-- Exercise text follows --
Global Policy Forum

Jawad al-Maliki: A Novice, but Outspoken


By Sabrina Tavernise

New York Times
April 23, 2006

Jawad al-Maliki, the Shiite politician selected Saturday to be Iraq's first permanent prime minister, is decisive and direct and known for speaking his mind, but has little experience in governing, Iraqi political leaders said. Mr. Maliki, 55, appeared stiff and nervous before television cameras as he spoke for the first time after his nomination by Shiite political parties on Saturday morning. Flanked by Abdul Aziz al-Hakim, Iraq's most powerful Shiite politician, as well as Ibrahim al-Jaafari, the former prime minister, he appeared to choose his words to allay fears that he would be too Shiite for the job.

"Those who take responsibility in the new government will be representing the people, not their parties," he said, wearing a brown suit and a patterned tie. "These are the general conditions that have to be taken into consideration by the prime minister and his government." Mr. Maliki has not held a formal role in the Iraqi government since the American invasion, but his lack of experience in the executive branch might be one of his biggest strengths, some colleagues said.

Mr. Jaafari, who agreed to step aside this week, was distasteful to Kurdish and Sunni parties precisely because of his political track record, which they saw as poor. "He has a strong, clean bill, if you like," said Mowaffak al-Rubaie, Iraq's national security adviser and a friend of Mr. Maliki's. "He doesn't have a lot of baggage behind him."

Jawad al-Maliki's (pronounced jah-WEHD ahl-MAHL-ee-kee) first name is Nuri, but he was called Jawad when he was an opposition leader under Saddam Hussein. He comes from a middle-class Shiite family in the south of Iraq. Born in 1950, he grew up in Hindiay, between Karbala and Hilla. Mr. Maliki earned a master's degree in Arabic language and literature in northern Iraq. He worked in the Education Department in Hilla, according to accounts in Iraqi newspapers, before fleeing the country in 1979. He spent 23 years in exile from Mr. Hussein's rule, mostly in Syria.

Mr. Maliki had been broadly considered one of the harder line Shiite politicians, a worldview shaped during those years of exile, when he ran the Damascus branch of the Dawa party, a religious Shiite party. Since crossing back into Iraq secretly in late 2002, not long before the American invasion, he has played a prominent role in the independent de-Baathification committee, showing himself as an uncompromising proponent of policies that took members of the Baath Party out of public jobs and alienated many Sunni Arabs. He speaks no foreign languages, but is able to hold forth on a variety of topics, said Zuhair Humadi, a former secretary general of the council of ministers, who used to talk politics and poetry with him over long Iraqi meals.
-- Exercise text concluded --
Instructions
- 1) Reproduce a passage from the article about Jawad al-Maliki, beginning at the words "Mr. Maliki had" and stopping after "long Iraqi meals.".
- 2) According to the article about Jawad al-Maliki, how many years did he spend in exile, and in which country did he spend most of them?
- 3) For each statement, say whether the article about Jawad al-Maliki supports it, answering yes or no and quoting the words that decide it: (a) Maliki earned his master's degree in southern Iraq. (b) During his exile, Maliki ran the Damascus branch of the Dawa party. (c) Maliki speaks several foreign languages.
The material after this point has no connection to the article about Jawad al-Maliki.
-- Data follows --
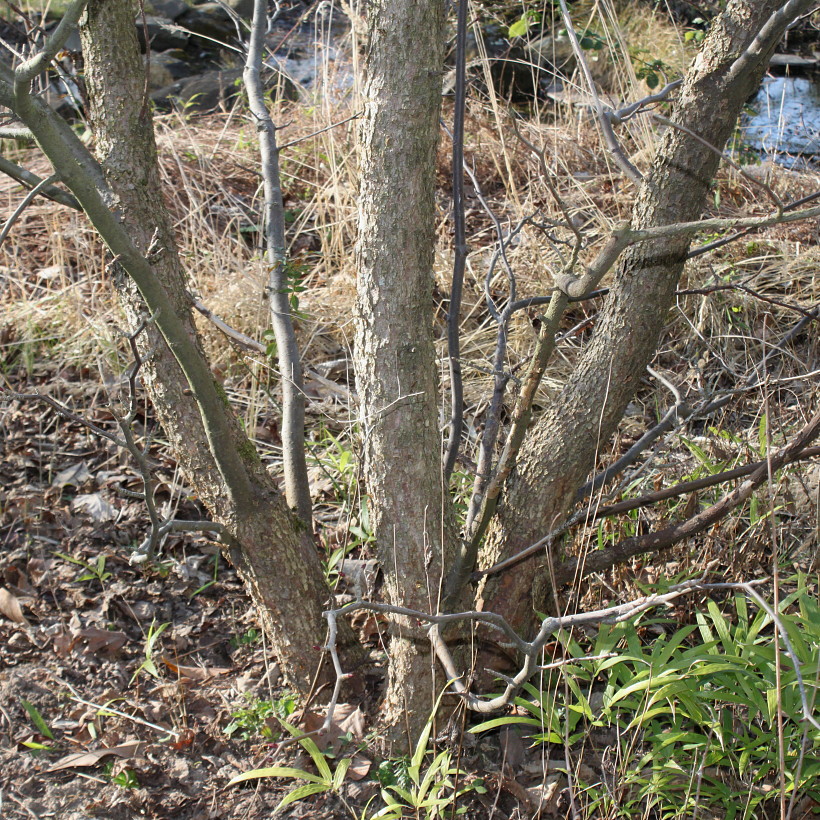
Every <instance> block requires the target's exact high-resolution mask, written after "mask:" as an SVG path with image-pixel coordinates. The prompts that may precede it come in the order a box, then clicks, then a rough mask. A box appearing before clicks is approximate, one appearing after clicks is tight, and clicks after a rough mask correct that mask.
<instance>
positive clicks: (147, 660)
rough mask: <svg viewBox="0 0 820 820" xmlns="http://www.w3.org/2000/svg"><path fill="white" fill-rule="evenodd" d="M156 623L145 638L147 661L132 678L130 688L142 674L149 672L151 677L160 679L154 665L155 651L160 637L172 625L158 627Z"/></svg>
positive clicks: (144, 646) (153, 623) (158, 674)
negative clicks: (132, 683) (153, 677)
mask: <svg viewBox="0 0 820 820" xmlns="http://www.w3.org/2000/svg"><path fill="white" fill-rule="evenodd" d="M156 623H157V622H156V620H154V621H152V623H151V626H149V627H148V634H147V635H146V636H145V646H144V647H143V649H144V653H145V660H144V661H143V662H142V663H141V664H140V665H139V666H138V667H137V671H136V672H134V674H133V675H132V676H131V680H130V682H129V686H130V685H131V684H132V683H133V682H134V681H135V680H136V679H137V678H138V677H139V676H140V673H141V672H147V673H148V674H149V675H151V677H154V678H159V670H158V669H157V666H156V664H155V663H154V650H155V647H156V643H157V640H158V639H159V636H160V635H162V633H163V632H165V630H166V629H167V628H168V627H169V626H170V625H171V623H170V621H169V622H166V623H164V624H160V625H159V626H157V625H156Z"/></svg>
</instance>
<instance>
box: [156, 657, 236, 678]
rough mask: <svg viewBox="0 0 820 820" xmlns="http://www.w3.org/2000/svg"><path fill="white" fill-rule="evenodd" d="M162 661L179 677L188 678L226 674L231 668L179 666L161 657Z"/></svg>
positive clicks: (172, 662) (221, 674) (222, 667)
mask: <svg viewBox="0 0 820 820" xmlns="http://www.w3.org/2000/svg"><path fill="white" fill-rule="evenodd" d="M161 660H162V662H163V663H164V664H165V665H166V666H167V667H168V668H169V669H170V670H171V671H172V672H173V673H174V674H175V675H179V677H181V678H189V679H190V680H196V681H206V680H210V679H211V678H215V677H217V676H219V675H227V674H228V672H230V671H231V670H230V669H228V668H227V667H224V666H208V667H202V666H181V665H180V664H178V663H174V662H173V661H172V660H171V659H170V658H166V657H163V658H161Z"/></svg>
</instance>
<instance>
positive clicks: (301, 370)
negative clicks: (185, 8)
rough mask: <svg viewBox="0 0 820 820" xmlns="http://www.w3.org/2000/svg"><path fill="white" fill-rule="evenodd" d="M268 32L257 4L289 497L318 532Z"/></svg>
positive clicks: (282, 417)
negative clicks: (269, 105) (265, 84)
mask: <svg viewBox="0 0 820 820" xmlns="http://www.w3.org/2000/svg"><path fill="white" fill-rule="evenodd" d="M267 28H268V16H267V0H256V2H255V3H254V11H253V23H252V26H251V35H250V41H249V43H248V53H247V59H246V61H245V70H244V73H243V79H244V82H245V88H246V89H247V92H248V102H249V105H250V110H251V115H252V116H253V118H254V120H255V122H256V130H257V132H258V134H259V153H260V155H261V160H262V180H263V190H264V196H265V202H264V211H263V214H264V216H263V219H262V225H263V233H264V241H265V261H266V263H267V266H268V285H267V293H268V297H269V299H270V305H271V325H272V326H273V331H274V334H275V336H276V349H277V355H278V358H279V373H280V376H281V379H282V453H283V461H284V474H285V495H286V497H287V501H288V505H289V506H290V507H291V508H293V509H295V510H296V513H297V514H298V516H299V518H300V519H301V520H302V522H303V523H304V524H305V526H306V527H308V529H312V528H313V504H312V502H311V498H310V482H309V481H308V473H307V462H306V460H305V394H304V380H303V375H302V363H301V359H300V355H299V346H298V344H297V342H296V333H295V331H294V328H293V314H292V311H291V301H290V296H291V293H292V290H293V281H292V279H293V274H292V271H291V269H290V268H289V266H288V259H287V247H286V244H285V210H284V206H283V204H282V183H281V178H280V173H279V148H278V147H277V144H276V126H275V125H274V124H273V120H272V119H271V116H270V113H269V112H268V108H267V106H266V105H265V97H264V90H263V87H262V81H261V79H260V75H261V71H262V55H263V52H264V38H265V32H266V31H267Z"/></svg>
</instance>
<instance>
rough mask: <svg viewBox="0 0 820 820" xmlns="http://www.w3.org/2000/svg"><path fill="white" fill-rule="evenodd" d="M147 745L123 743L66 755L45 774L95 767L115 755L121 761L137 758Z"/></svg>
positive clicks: (142, 742) (57, 762) (137, 742)
mask: <svg viewBox="0 0 820 820" xmlns="http://www.w3.org/2000/svg"><path fill="white" fill-rule="evenodd" d="M146 745H147V744H145V743H143V742H142V741H132V742H131V743H123V744H122V745H121V746H111V747H110V748H104V749H94V750H93V751H90V752H78V753H76V754H72V755H66V756H65V757H64V758H62V759H60V760H58V761H57V762H56V763H55V764H54V765H53V766H50V767H49V768H48V769H46V771H47V772H59V771H62V770H63V769H77V768H80V767H81V766H95V765H96V764H97V763H99V762H100V760H102V759H103V758H104V757H108V756H109V755H115V756H116V757H120V758H122V759H123V760H127V759H128V758H131V757H139V756H140V755H141V754H142V751H143V749H144V748H145V746H146Z"/></svg>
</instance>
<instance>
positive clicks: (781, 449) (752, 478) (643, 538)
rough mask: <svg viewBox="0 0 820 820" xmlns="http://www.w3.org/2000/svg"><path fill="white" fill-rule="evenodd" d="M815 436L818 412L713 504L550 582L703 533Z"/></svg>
mask: <svg viewBox="0 0 820 820" xmlns="http://www.w3.org/2000/svg"><path fill="white" fill-rule="evenodd" d="M818 435H820V411H819V412H817V413H816V414H815V415H814V417H813V418H812V419H811V420H810V421H809V423H808V424H806V425H805V426H804V427H803V429H802V430H801V431H800V432H799V433H798V434H797V436H795V438H794V439H793V440H792V441H791V442H790V443H789V444H787V445H786V446H785V447H783V448H781V449H780V450H778V451H777V452H776V453H773V454H772V456H771V458H770V459H769V460H768V461H766V462H763V463H762V464H761V465H760V466H758V467H757V468H756V469H755V470H754V472H752V473H751V474H750V475H749V477H748V478H747V479H746V480H745V481H744V482H743V483H742V484H740V486H738V487H737V488H736V489H734V490H732V492H730V493H727V495H725V496H724V497H723V498H722V499H721V500H720V501H718V502H717V503H716V504H712V505H711V506H710V507H707V508H706V509H705V510H702V511H701V512H699V513H698V514H697V515H693V516H692V517H691V518H688V519H686V520H685V521H680V522H677V523H675V524H672V525H670V526H668V527H665V528H664V529H662V530H658V531H656V532H650V533H647V534H646V535H640V536H634V537H633V538H626V539H624V540H623V541H620V542H618V543H617V544H614V545H613V546H611V547H609V548H608V549H605V550H596V551H595V552H592V553H589V554H587V555H585V556H583V558H582V559H579V558H570V559H569V560H567V561H564V562H562V563H560V564H558V565H557V566H556V567H555V572H554V575H553V579H554V580H553V583H554V584H555V585H556V586H561V585H563V584H565V583H568V582H569V581H571V580H572V579H573V578H575V577H576V573H577V572H578V571H579V570H580V571H581V572H582V574H583V575H588V574H589V573H590V572H602V571H604V570H607V569H609V568H610V567H613V566H615V565H616V564H621V563H623V562H624V561H626V560H627V559H629V558H631V557H632V556H633V555H640V554H641V553H644V552H652V553H657V552H661V551H662V550H665V549H668V548H669V547H671V546H673V545H675V544H677V543H678V542H680V541H683V540H684V539H685V538H691V537H692V536H693V535H697V534H698V533H700V532H703V531H704V530H706V529H708V528H709V527H711V526H712V525H713V524H715V523H716V522H718V521H720V520H721V519H723V518H725V517H726V515H728V514H729V513H730V512H731V511H732V510H733V509H734V508H735V507H737V506H738V505H739V504H742V503H743V502H744V501H746V500H747V499H748V498H749V497H750V496H751V494H752V493H753V492H754V491H755V490H756V489H757V488H758V487H759V486H760V485H761V484H762V483H763V482H764V481H766V480H767V479H768V476H769V469H771V470H772V472H774V471H775V470H779V469H780V468H781V467H782V466H783V465H784V464H788V463H789V462H791V461H793V460H794V459H795V457H796V456H797V455H798V454H799V453H800V452H801V451H802V450H804V449H805V448H806V447H807V446H808V445H809V444H810V443H811V442H812V441H813V440H814V439H815V438H816V437H817V436H818ZM770 465H771V466H770Z"/></svg>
-- Data concluded --
Answers to this exercise
- 1)
Mr. Maliki had been broadly considered one of the harder line Shiite politicians, a worldview shaped during those years of exile, when he ran the Damascus branch of the Dawa party, a religious Shiite party. Since crossing back into Iraq secretly in late 2002, not long before the American invasion, he has played a prominent role in the independent de-Baathification committee, showing himself as an uncompromising proponent of policies that took members of the Baath Party out of public jobs and alienated many Sunni Arabs. He speaks no foreign languages, but is able to hold forth on a variety of topics, said Zuhair Humadi, a former secretary general of the council of ministers, who used to talk politics and poetry with him over long Iraqi meals.

- 2) 23 years, mostly in Syria.

- 3)
(a) No: "Mr. Maliki earned a master's degree in Arabic language and literature in northern Iraq."
(b) Yes: "he ran the Damascus branch of the Dawa party"
(c) No: "He speaks no foreign languages"